▶ **WHAT TO WORK ON**
Collect every line of the entries below that contains the string "negative", and copy each one in full.

[Stored records]
※ ※ ※

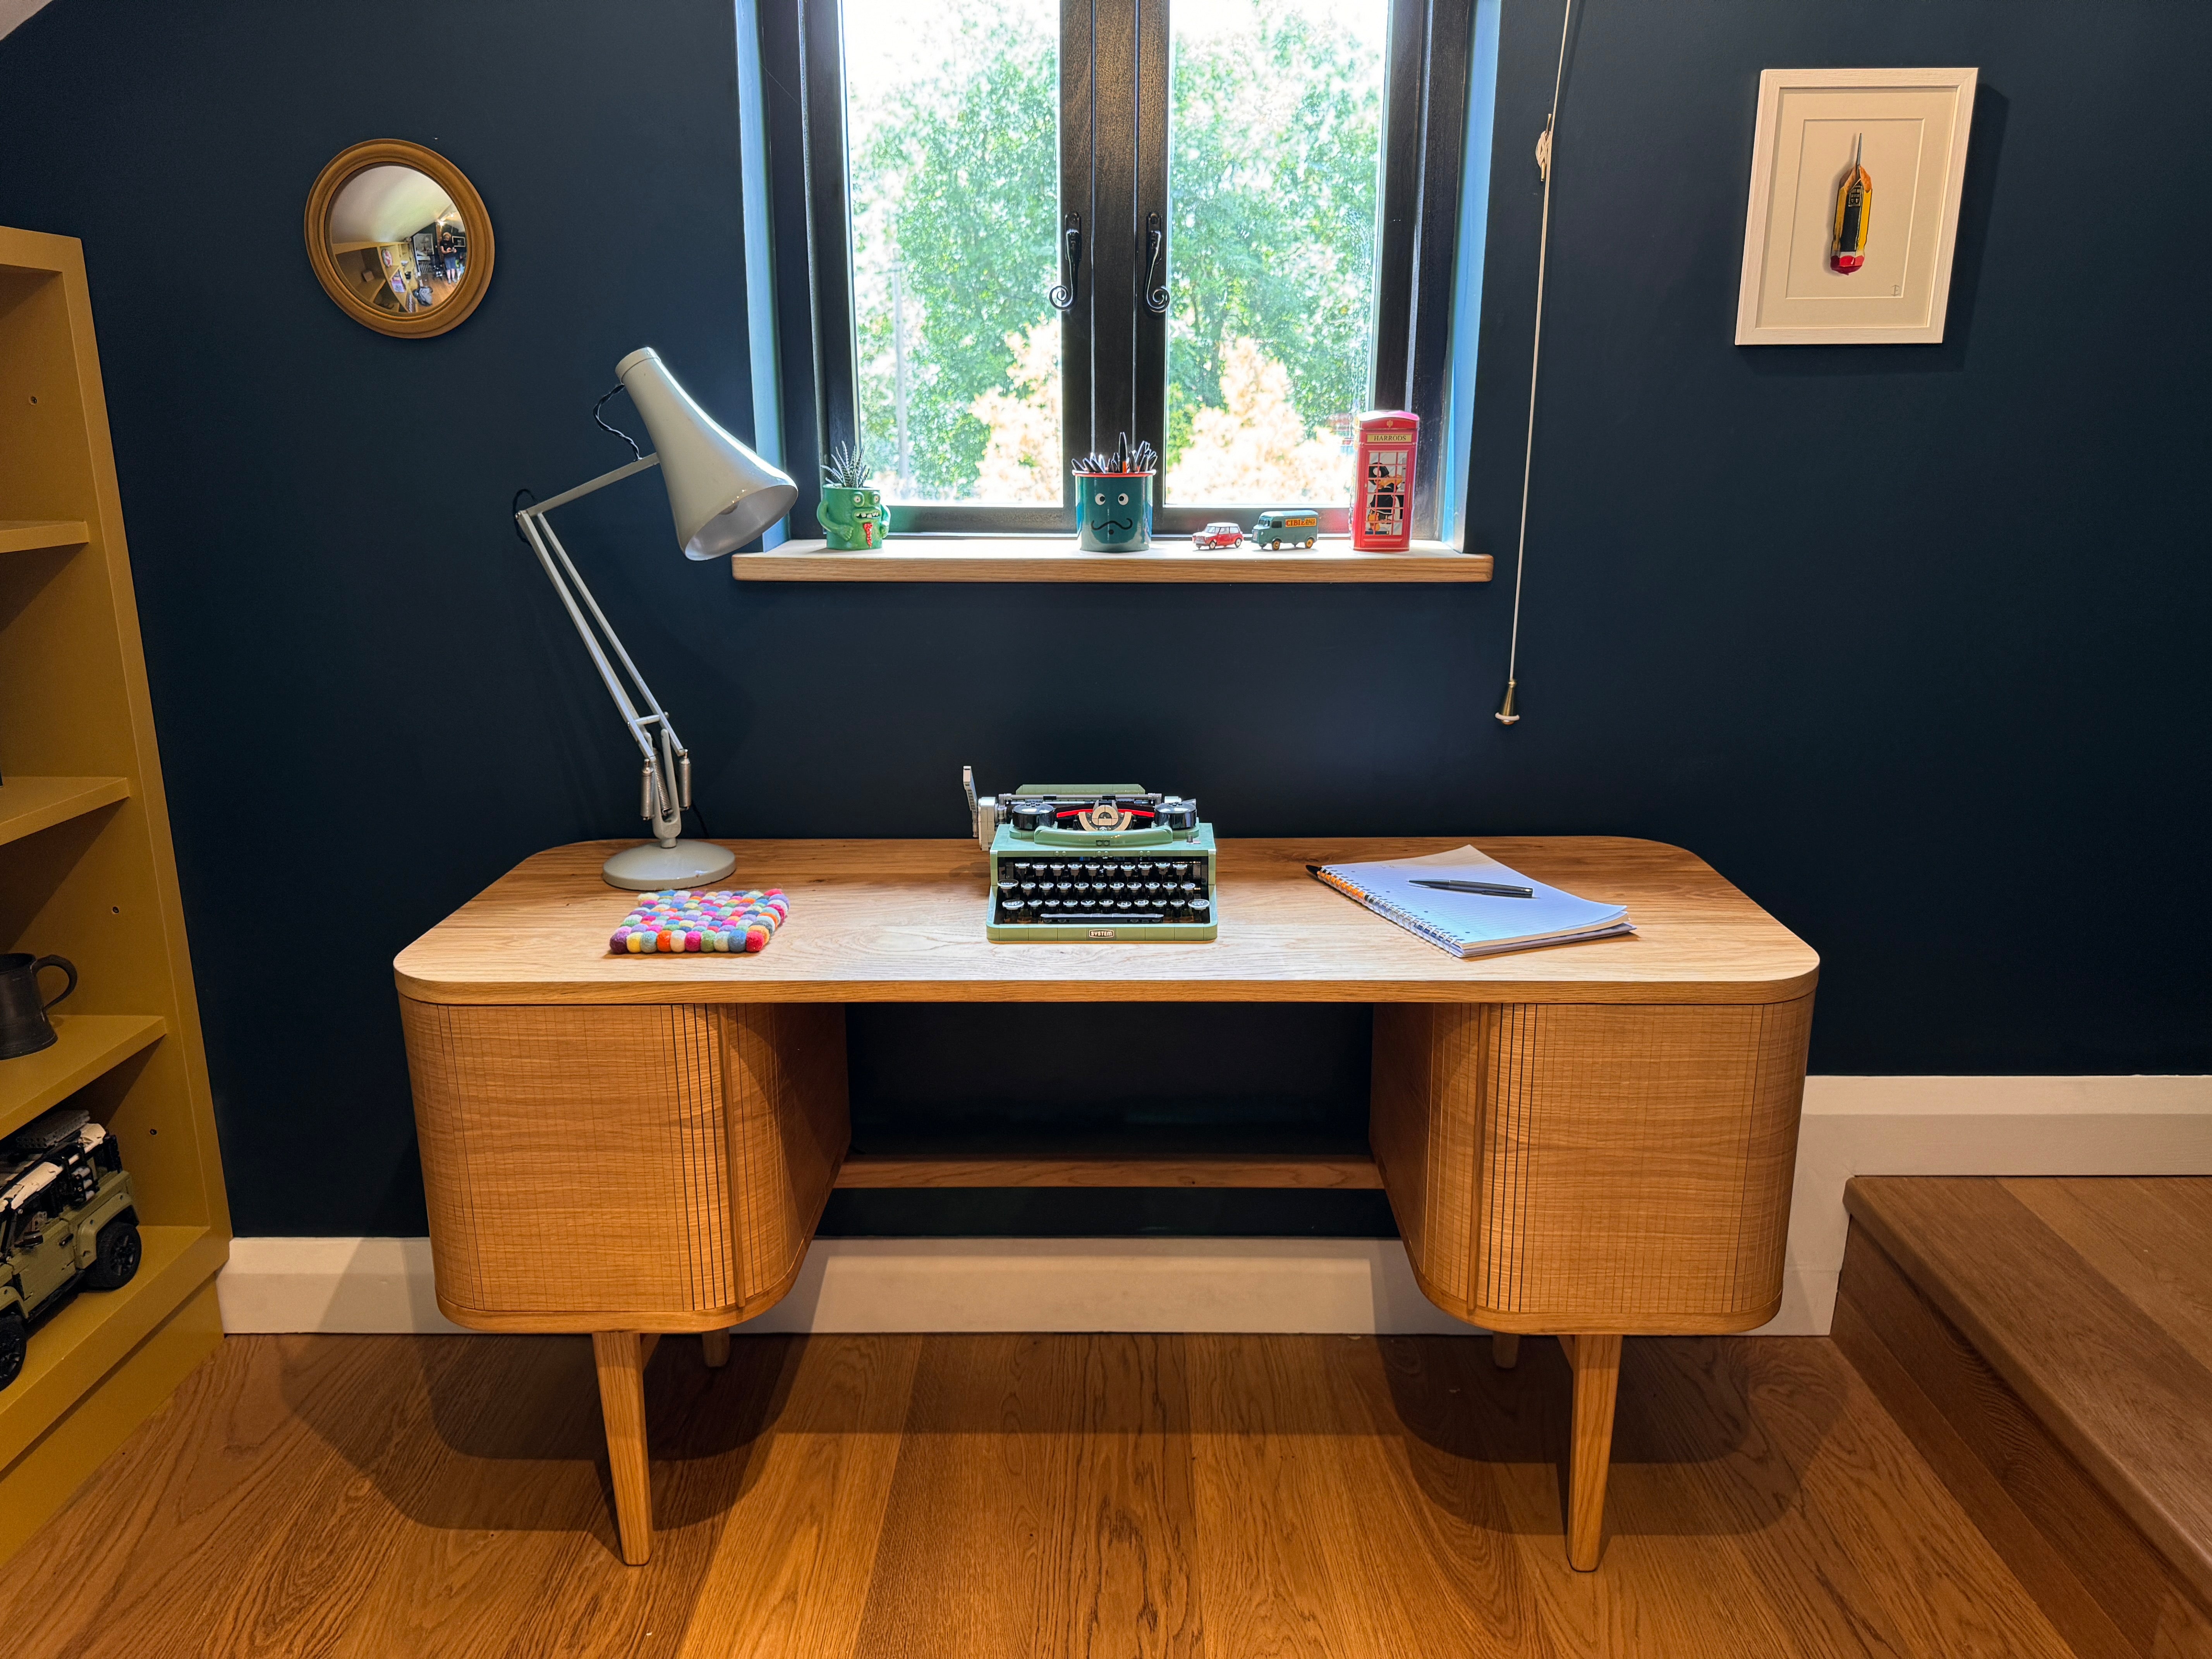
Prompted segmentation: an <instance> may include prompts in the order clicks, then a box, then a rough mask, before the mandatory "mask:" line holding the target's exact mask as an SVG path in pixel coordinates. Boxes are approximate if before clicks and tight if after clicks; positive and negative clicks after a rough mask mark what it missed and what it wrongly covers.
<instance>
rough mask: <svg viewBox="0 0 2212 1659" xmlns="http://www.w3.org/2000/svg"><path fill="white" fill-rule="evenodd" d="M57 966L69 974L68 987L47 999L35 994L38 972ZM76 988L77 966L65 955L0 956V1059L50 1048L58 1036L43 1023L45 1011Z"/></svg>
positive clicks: (10, 954)
mask: <svg viewBox="0 0 2212 1659" xmlns="http://www.w3.org/2000/svg"><path fill="white" fill-rule="evenodd" d="M49 967H58V969H62V973H66V975H69V984H64V987H62V991H60V993H58V995H53V998H49V1000H42V998H40V995H38V971H40V969H49ZM75 989H77V964H75V962H71V960H69V958H66V956H31V953H29V951H11V953H7V956H0V1060H13V1057H15V1055H35V1053H38V1051H40V1048H51V1046H53V1044H55V1042H58V1037H55V1031H53V1026H51V1024H49V1022H46V1009H51V1006H53V1004H55V1002H60V1000H62V998H66V995H69V993H71V991H75Z"/></svg>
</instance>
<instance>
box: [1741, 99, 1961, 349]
mask: <svg viewBox="0 0 2212 1659" xmlns="http://www.w3.org/2000/svg"><path fill="white" fill-rule="evenodd" d="M1975 80H1978V71H1973V69H1767V71H1763V73H1761V75H1759V126H1756V135H1754V137H1752V192H1750V204H1747V206H1745V215H1743V283H1741V288H1739V292H1736V345H1938V343H1942V325H1944V314H1947V312H1949V305H1951V250H1953V246H1955V243H1958V197H1960V184H1962V181H1964V177H1966V135H1969V128H1971V124H1973V88H1975ZM1854 157H1856V159H1860V161H1863V164H1865V168H1867V175H1869V179H1871V210H1869V215H1867V226H1869V230H1867V248H1865V263H1863V265H1860V268H1858V270H1851V272H1838V270H1836V268H1834V265H1832V259H1829V248H1832V228H1834V215H1836V192H1838V188H1840V184H1843V179H1845V177H1847V175H1849V168H1851V166H1854Z"/></svg>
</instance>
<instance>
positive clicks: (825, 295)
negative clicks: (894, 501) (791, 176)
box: [801, 0, 860, 453]
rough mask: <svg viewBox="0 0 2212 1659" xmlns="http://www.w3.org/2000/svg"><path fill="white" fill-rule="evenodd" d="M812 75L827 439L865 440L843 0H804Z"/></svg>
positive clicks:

※ ※ ※

▶ **REPLY**
Prompted segmentation: an <instance> may include prompts in the order clicks, then a box, then a rough mask, before the mandatory "mask:" line holding the target's exact mask as an SVG path in pixel coordinates. Boxes are approximate if before clicks and tight if after clicks; positive and negative clicks after a rough mask mark what it missed and what it wrongly covers.
negative clicks: (894, 501) (791, 176)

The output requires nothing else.